Would you return the lines between the one holding "Sample output: point(350, 766)" and the one holding "Sample output: point(865, 201)", inclusive, and only those, exactly as they stand in the listing below?
━━━━━ SUPPLIED ENTRIES ━━━━━
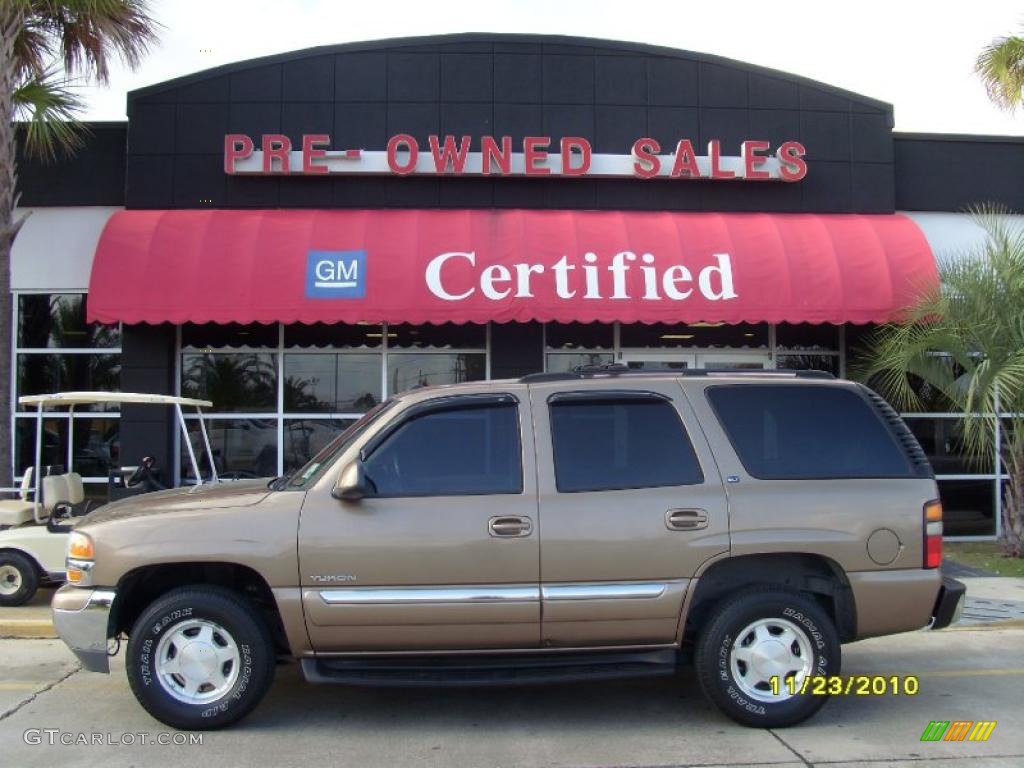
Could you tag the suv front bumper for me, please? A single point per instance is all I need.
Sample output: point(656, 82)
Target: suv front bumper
point(948, 604)
point(82, 619)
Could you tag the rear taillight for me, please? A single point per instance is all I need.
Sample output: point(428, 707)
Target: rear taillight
point(933, 534)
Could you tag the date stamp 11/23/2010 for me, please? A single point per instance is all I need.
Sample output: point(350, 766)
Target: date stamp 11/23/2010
point(854, 685)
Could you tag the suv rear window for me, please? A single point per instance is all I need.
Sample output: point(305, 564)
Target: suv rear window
point(610, 443)
point(807, 432)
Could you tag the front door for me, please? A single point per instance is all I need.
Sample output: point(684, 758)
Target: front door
point(442, 554)
point(631, 505)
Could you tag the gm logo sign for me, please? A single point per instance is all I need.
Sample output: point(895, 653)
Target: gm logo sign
point(336, 274)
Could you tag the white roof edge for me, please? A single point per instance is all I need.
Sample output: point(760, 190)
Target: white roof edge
point(80, 398)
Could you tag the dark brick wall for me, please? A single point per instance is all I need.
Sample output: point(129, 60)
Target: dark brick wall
point(147, 366)
point(610, 93)
point(936, 172)
point(92, 176)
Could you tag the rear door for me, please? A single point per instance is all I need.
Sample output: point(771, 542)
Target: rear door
point(631, 505)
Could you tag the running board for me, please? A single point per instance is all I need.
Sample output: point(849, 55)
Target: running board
point(466, 671)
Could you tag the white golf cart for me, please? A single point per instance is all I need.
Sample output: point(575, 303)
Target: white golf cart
point(34, 527)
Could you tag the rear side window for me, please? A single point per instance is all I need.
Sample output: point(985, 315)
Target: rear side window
point(451, 452)
point(807, 432)
point(612, 442)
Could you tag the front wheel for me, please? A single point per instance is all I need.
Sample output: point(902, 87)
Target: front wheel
point(18, 579)
point(200, 657)
point(756, 653)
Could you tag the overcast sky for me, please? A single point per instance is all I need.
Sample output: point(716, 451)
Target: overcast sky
point(916, 54)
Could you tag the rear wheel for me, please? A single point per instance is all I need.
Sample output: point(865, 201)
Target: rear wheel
point(200, 657)
point(756, 653)
point(18, 579)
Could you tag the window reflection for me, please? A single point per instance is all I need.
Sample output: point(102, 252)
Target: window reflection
point(305, 437)
point(233, 382)
point(49, 321)
point(410, 371)
point(242, 449)
point(332, 383)
point(42, 374)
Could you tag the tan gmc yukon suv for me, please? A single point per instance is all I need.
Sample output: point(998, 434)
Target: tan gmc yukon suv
point(596, 524)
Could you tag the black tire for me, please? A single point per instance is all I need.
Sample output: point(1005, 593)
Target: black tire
point(20, 569)
point(180, 609)
point(715, 647)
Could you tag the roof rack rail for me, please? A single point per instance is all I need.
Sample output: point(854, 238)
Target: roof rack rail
point(619, 369)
━━━━━
_EXERCISE ANSWER_:
Sample output: point(350, 766)
Target: date stamp 11/23/2010
point(854, 685)
Could you tag the suv rear window for me, please? A single point per instance is all I need.
Sample output: point(305, 564)
Target: suv rear window
point(610, 443)
point(807, 432)
Could you tag the front door for me, please? A single point per instance is all I need.
Sample output: point(684, 758)
Target: front door
point(442, 554)
point(631, 505)
Could you tag the gm logo sign for me, please? A single point per instance is all I need.
Sample output: point(895, 653)
Target: gm logo sign
point(336, 274)
Could you tag the white roof edge for me, please? A single point per instance is all I need.
Sample output: point(760, 190)
Target: white roof edge
point(80, 398)
Could you tag the dark brick wall for me, please? A single point per instance is all I need.
Sample output: point(129, 60)
Target: dark brick wall
point(147, 366)
point(610, 93)
point(936, 172)
point(92, 176)
Could you tag the rear door for me, please? A single point per instance is all I need.
Sample output: point(771, 542)
Target: rear door
point(631, 505)
Could you tag the running board for me, please? A single point per instance is all I need.
Sample output: point(849, 55)
Target: running board
point(466, 671)
Could you tag the white golf cart for me, please? A single point per instance is all I need.
Sample output: point(575, 303)
Target: white golf cart
point(34, 527)
Could you tag the rear side window for me, please? A single point per instance is all I need.
Sample output: point(985, 315)
Target: rear side window
point(451, 452)
point(807, 432)
point(612, 442)
Could you tag the front wheel for me, please? A single point per instance is all I need.
Sample output: point(902, 87)
Target: front wheel
point(18, 579)
point(200, 657)
point(756, 653)
Could you tag the overcast sky for me, please? A single point per instance is all I need.
Sample output: point(716, 451)
Target: overcast sky
point(916, 54)
Could you tag the rear wheel for me, please? A single point per instance is all I need.
Sample output: point(865, 201)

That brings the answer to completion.